THE EXERCISE: Please write out the material below exactly as given.

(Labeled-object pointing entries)
---+---

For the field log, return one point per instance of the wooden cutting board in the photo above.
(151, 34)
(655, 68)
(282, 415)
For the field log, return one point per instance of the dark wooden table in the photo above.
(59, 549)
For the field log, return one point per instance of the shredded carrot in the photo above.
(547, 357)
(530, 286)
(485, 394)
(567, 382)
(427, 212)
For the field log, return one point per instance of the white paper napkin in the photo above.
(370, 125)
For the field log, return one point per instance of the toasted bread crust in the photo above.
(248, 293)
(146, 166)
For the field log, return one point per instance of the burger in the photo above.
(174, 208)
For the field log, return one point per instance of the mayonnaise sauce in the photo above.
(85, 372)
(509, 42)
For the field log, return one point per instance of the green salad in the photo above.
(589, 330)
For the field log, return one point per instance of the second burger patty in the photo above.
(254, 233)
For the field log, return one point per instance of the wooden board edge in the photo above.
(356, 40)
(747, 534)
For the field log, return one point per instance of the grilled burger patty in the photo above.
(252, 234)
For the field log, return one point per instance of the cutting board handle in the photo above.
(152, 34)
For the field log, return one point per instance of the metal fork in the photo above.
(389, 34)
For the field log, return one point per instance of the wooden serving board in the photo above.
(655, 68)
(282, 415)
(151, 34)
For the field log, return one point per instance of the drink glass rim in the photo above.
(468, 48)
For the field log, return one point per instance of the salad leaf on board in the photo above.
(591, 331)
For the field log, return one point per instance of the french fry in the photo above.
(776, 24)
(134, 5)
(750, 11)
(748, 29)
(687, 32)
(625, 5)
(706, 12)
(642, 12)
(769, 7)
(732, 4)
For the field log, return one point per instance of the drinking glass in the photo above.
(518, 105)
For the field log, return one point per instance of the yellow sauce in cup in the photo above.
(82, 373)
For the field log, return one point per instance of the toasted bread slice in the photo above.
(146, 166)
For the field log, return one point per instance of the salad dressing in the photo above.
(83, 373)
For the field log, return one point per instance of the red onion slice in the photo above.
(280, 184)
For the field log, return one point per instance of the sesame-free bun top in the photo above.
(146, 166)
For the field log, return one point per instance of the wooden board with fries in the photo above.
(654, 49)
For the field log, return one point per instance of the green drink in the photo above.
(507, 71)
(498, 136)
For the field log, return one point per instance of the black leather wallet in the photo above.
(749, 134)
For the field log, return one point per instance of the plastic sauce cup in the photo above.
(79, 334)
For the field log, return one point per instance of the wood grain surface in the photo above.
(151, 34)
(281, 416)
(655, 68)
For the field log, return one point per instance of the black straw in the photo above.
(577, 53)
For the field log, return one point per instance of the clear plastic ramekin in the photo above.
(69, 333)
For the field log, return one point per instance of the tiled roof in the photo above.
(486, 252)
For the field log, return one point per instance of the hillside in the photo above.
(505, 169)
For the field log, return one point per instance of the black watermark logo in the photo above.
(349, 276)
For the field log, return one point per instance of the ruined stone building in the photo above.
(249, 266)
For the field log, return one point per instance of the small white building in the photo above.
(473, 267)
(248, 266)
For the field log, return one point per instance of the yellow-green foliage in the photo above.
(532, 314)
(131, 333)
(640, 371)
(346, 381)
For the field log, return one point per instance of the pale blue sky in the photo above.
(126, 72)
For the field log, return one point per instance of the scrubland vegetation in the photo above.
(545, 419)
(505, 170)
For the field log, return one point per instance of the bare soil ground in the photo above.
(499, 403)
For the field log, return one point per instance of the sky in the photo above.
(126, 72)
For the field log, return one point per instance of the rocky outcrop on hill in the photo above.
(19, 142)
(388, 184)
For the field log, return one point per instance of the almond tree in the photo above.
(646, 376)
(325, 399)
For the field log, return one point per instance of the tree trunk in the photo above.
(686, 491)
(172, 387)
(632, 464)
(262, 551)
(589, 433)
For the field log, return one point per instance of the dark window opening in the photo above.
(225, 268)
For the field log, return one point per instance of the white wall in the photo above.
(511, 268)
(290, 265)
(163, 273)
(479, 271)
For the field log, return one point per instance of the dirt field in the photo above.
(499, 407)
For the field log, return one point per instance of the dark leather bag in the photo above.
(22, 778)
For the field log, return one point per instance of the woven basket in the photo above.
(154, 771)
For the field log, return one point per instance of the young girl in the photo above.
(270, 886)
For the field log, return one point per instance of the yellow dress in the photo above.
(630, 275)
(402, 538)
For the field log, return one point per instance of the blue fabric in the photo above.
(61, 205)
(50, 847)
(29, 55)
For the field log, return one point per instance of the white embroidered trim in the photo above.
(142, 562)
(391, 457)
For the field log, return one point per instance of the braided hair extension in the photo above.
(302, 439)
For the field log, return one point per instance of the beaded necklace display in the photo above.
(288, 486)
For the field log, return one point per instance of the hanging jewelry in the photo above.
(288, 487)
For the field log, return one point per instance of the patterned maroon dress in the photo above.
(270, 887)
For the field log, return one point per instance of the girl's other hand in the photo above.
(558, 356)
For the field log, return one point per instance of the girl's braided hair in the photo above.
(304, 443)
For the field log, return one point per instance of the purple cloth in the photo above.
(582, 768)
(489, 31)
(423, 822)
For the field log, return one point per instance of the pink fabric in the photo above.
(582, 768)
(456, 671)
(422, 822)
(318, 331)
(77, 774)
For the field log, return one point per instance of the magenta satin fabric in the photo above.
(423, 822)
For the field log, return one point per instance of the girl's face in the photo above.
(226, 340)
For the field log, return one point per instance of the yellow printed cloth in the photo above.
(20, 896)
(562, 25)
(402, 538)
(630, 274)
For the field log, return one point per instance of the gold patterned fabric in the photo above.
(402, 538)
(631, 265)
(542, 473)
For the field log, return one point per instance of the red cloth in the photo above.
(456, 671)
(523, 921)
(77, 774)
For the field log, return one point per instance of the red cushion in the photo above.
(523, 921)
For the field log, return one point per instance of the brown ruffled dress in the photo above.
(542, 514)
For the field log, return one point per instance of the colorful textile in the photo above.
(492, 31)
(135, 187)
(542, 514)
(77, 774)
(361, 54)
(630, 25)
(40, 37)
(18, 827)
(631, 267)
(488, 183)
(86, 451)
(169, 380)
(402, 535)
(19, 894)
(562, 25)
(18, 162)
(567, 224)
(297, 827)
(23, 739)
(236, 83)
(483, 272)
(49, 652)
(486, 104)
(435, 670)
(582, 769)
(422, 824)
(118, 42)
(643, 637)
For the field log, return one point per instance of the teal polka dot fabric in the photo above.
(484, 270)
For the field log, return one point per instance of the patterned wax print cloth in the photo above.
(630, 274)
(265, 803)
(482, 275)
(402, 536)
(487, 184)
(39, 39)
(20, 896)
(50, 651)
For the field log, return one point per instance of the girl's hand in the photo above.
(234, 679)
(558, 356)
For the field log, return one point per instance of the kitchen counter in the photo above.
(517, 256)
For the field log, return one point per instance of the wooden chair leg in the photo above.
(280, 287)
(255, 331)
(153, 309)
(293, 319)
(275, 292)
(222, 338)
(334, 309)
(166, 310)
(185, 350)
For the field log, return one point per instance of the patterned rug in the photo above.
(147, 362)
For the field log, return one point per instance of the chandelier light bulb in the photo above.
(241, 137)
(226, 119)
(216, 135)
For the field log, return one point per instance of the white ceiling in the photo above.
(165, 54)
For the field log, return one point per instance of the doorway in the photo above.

---+---

RESULT FOR THIS EXERCISE:
For the field log, return one point per instance of the wooden cutting board in the photo above.
(151, 34)
(655, 68)
(282, 415)
For the field log, return one point per instance of the dark wooden table in the photo above.
(59, 549)
For the field log, return one point per instance of the shredded carrot in the photo above.
(547, 357)
(530, 286)
(485, 394)
(567, 382)
(427, 212)
For the field log, return one point per instance of the white paper napkin in the photo above.
(370, 125)
For the field log, return one point per instance of the toasted bread crust in the photo above.
(248, 293)
(146, 166)
For the field log, return one point per instance of the burger in the photo above.
(174, 208)
For the field log, return one point per instance of the mayonnaise sauce in the photo above.
(85, 372)
(509, 42)
For the field log, return one point per instance of the green salad in the photo above.
(589, 330)
For the field log, return one point per instance of the second burger patty in the photo above.
(254, 233)
For the field log, return one point per instance of the wooden board edge in the photo above.
(356, 40)
(747, 534)
For the field log, return one point per instance of the grilled burger patty in the photo above.
(252, 234)
For the field log, return one point per instance of the cutting board handle in the photo above.
(152, 34)
For the field log, return one point per instance of the metal fork in the photo above.
(389, 34)
For the field log, return one point per instance of the wooden serving board in the photo above.
(655, 68)
(282, 415)
(151, 34)
For the field log, return one point per instance of the drink glass rim in the photo above.
(468, 48)
For the field log, return one point per instance of the salad leaf on board in the photo above.
(591, 331)
For the field log, return one point per instance of the french fry in the photo above.
(776, 24)
(134, 5)
(750, 11)
(748, 29)
(687, 32)
(625, 5)
(706, 12)
(642, 12)
(769, 7)
(732, 4)
For the field log, return one point per instance of the drinking glass in the photo above.
(518, 105)
For the field log, return one point per instance of the yellow sauce in cup in the photo above.
(82, 373)
For the field log, return one point per instance of the toasted bread slice in the photo above.
(146, 166)
For the field log, return one point per instance of the salad dressing in the photo above.
(83, 373)
For the field log, return one point per instance of the red onion slice in the photo above.
(280, 184)
For the field log, return one point per instance of the sesame-free bun top in the photo above.
(146, 166)
For the field log, return one point per instance of the wooden board with fries in the photo above.
(654, 49)
For the field log, return one point per instance of the green drink in the photo above.
(507, 71)
(498, 136)
For the field log, return one point per instance of the black leather wallet in the photo above.
(749, 134)
For the field log, return one point per instance of the plastic sauce cup in the photo above.
(79, 334)
For the field log, return one point per instance of the wood grain surface in the photo above.
(151, 34)
(281, 416)
(655, 68)
For the field log, return one point per instance of the black straw in the photo above.
(577, 53)
For the field log, return one point per instance of the clear plastic ramekin in the photo above.
(69, 333)
For the field log, return one point per instance of the tiled roof in the photo above.
(486, 252)
For the field log, return one point per instance of the hillside in the photo above.
(505, 169)
For the field log, return one point per instance of the black watermark logo in the photo above.
(349, 276)
For the field log, return one point per instance of the ruined stone building in the photo above.
(249, 266)
For the field log, return one point per instance of the small white building in the photo above.
(473, 267)
(248, 266)
For the field log, return one point per instance of the yellow-green foliage in the photo above.
(532, 314)
(131, 333)
(640, 371)
(346, 381)
For the field log, return one point per instance of the pale blue sky in the photo above.
(126, 72)
For the field log, return one point per instance of the scrubland vegetation in the photo above.
(545, 419)
(505, 170)
For the field log, return one point per instance of the bare soil ground in the photo above.
(499, 403)
For the field log, return one point per instance of the sky in the photo above.
(126, 72)
For the field log, return one point per instance of the rocky outcrop on hill in the photo above.
(19, 142)
(388, 184)
For the field log, return one point per instance of the almond tree in the photo above.
(646, 376)
(325, 399)
For the field log, return one point per instance of the tree trunk in the photo above.
(686, 491)
(172, 387)
(632, 464)
(262, 551)
(589, 433)
For the field log, return one point per instance of the dark window opening in the photo above.
(225, 268)
For the field log, return one point per instance of the white wall in the photo above.
(511, 268)
(290, 265)
(163, 273)
(479, 271)
For the field log, return one point per instance of the dirt field in the photo above.
(499, 407)
For the field log, return one point per instance of the dark leather bag in the photo above.
(22, 778)
For the field log, return one point per instance of the woven basket in the photo above.
(154, 771)
For the field log, return one point per instance of the young girl in the photo above.
(270, 886)
For the field log, return one point per instance of the yellow dress in the photo above.
(630, 275)
(402, 538)
For the field log, return one point per instance of the blue fabric in the photo above.
(61, 205)
(50, 847)
(29, 55)
For the field log, return one point per instance of the white embroidered trim in the photo above.
(142, 562)
(391, 457)
For the field log, return one point per instance of the braided hair extension in the photo above.
(302, 439)
For the field log, return one point per instance of the beaded necklace display in the photo above.
(288, 486)
For the field log, return one point per instance of the hanging jewelry in the photo above.
(288, 487)
For the field log, return one point per instance of the patterned maroon dress in the photo above.
(270, 887)
For the field log, return one point per instance of the girl's other hand in the photo above.
(558, 356)
For the field log, return one point per instance of the girl's braided hair in the photo above.
(304, 443)
For the field log, return one point per instance of the purple cloth in the photo above.
(582, 768)
(489, 31)
(423, 822)
For the field log, return one point per instance of the pink fabric in the photo above.
(582, 768)
(456, 671)
(422, 822)
(318, 331)
(77, 774)
For the field log, return one point per instance of the magenta satin fabric in the photo above.
(423, 822)
For the field log, return one point per instance of the girl's face in the photo above.
(226, 340)
For the field log, return one point per instance of the yellow printed cloth in the photo above.
(20, 896)
(562, 25)
(402, 538)
(630, 274)
For the field log, return one point per instance of the gold patterned fabric in the photo above.
(402, 538)
(631, 265)
(542, 473)
For the field log, return one point per instance of the red cloth in the photo above.
(456, 671)
(523, 921)
(77, 774)
For the field log, return one point per instance of the red cushion in the photo above.
(523, 921)
For the field log, return one point per instance of the brown ruffled dress in the photo above.
(542, 514)
For the field log, return one point per instance of the colorful textile in the photo above.
(492, 31)
(135, 187)
(542, 514)
(77, 774)
(361, 54)
(630, 25)
(40, 37)
(18, 827)
(631, 267)
(488, 183)
(86, 451)
(169, 380)
(402, 535)
(19, 894)
(562, 25)
(18, 162)
(567, 224)
(297, 827)
(23, 739)
(236, 83)
(483, 272)
(49, 652)
(486, 104)
(435, 670)
(582, 769)
(422, 824)
(118, 42)
(643, 637)
For the field log, return one point per instance of the teal polka dot fabric in the photo above.
(484, 270)
For the field log, return one point per instance of the patterned wax print cloth in the photo above.
(630, 274)
(265, 803)
(482, 275)
(402, 536)
(487, 184)
(39, 39)
(20, 896)
(50, 651)
For the field log, return one point per instance of the girl's hand in the photo above.
(234, 679)
(558, 356)
For the field log, return one point per instance of the kitchen counter in the photo above.
(517, 256)
For the field log, return one point per instance of the wooden chair leg in the photo above.
(280, 287)
(255, 331)
(153, 309)
(293, 319)
(275, 292)
(222, 338)
(334, 309)
(166, 310)
(185, 350)
For the field log, return one point per instance of the patterned rug in the photo above.
(147, 362)
For the field log, return one point per instance of the chandelier light bulb in the photo above.
(241, 137)
(226, 119)
(216, 135)
For the field log, return one point per instance of the white ceiling in the photo above.
(165, 54)
For the field log, return one point per instance of the doorway in the photo above.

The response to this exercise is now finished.